THE PROBLEM. Make an exact copy of the entries that come next.

(Data records)
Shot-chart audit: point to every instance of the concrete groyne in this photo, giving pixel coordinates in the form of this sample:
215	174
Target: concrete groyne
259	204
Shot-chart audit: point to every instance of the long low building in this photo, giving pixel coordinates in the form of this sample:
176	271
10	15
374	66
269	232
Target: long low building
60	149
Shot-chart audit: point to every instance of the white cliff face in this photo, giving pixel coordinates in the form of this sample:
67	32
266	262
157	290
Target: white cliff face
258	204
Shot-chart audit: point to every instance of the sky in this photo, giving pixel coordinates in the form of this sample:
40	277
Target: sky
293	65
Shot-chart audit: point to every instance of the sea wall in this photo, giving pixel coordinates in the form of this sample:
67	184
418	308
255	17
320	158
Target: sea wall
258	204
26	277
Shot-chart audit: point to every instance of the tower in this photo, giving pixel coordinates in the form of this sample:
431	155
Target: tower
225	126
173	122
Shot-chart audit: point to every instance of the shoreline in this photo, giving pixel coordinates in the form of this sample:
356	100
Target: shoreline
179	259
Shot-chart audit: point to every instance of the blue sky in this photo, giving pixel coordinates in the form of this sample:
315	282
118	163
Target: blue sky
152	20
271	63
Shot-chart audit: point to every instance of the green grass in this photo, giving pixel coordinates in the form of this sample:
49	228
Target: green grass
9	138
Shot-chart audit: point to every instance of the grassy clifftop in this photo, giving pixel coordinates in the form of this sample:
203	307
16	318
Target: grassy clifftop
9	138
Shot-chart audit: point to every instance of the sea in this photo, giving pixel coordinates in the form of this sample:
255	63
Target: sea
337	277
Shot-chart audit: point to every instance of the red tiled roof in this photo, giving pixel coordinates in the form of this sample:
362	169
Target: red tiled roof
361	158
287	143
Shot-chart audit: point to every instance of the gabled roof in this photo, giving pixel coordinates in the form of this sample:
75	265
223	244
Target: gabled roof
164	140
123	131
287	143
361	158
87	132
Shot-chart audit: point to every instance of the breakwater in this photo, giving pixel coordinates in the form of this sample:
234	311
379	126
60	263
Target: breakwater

EXERCISE RESPONSE.
Shot-chart audit: point to every instance of the concrete groyne in this photo, giving pixel coordinates in the form of this sample:
215	174
Target: concrete groyne
259	204
Shot-chart audit: point to every instance of the long low building in this photo, giving pixel coordinates in the form of this sample:
176	271
10	15
374	66
269	232
Target: long low building
60	149
Shot-chart audit: point to every instance of the white cliff face in this photo, giving pixel coordinates in the form of this sample:
67	32
266	262
157	290
Target: white cliff face
258	204
Shot-chart audit: point to every instance of the sky in this photo, giving pixel coordinates in the form of this sample:
40	277
Target: sky
293	65
Shot-chart audit: point to every instance of the sea wall in this photo, giving pixel coordinates in the form of this sample:
67	184
418	308
255	17
320	158
Target: sea wall
258	204
26	277
Shot-chart audit: point to every instance of the tower in this photo, giving pixel coordinates in the form of this sample:
431	155
Target: tower
225	126
173	122
Shot-chart audit: point to every instance of the shoreline in this photo, giving pixel coordinates in the form of this sample:
356	100
Target: shoreline
179	259
Shot-chart audit: point to every instance of the blue sky in this photo, giving pixel coordinates in the form of this sample:
315	282
118	163
Target: blue sky
152	20
271	63
Shot-chart audit: point to every instance of the green grass in this photo, giving pixel coordinates in the form of this sample:
49	228
Target: green grass
9	138
Shot-chart audit: point to every instance of the grassy clifftop in this photo, giving pixel coordinates in the form of this sample:
203	307
16	318
Target: grassy clifftop
9	138
Shot-chart audit: point to every instance of the sea in this photo, giving pixel coordinates in the form of this sample:
255	63
Target: sea
337	277
Shot-chart audit: point to every instance of the red tiled roof in this photo, giving pixel coordinates in the form of this sample:
362	169
Target: red tiled roof
361	158
287	143
Shot-chart audit: point to every instance of the gabled roof in this photo, giving pixel coordinates in the form of this sample:
75	265
223	244
Target: gabled roof
164	140
123	131
287	143
361	158
87	132
Shot-chart audit: point to every instance of the breakwater in this photo, giving pixel coordinates in the form of this sample:
234	311
379	126
60	263
Target: breakwater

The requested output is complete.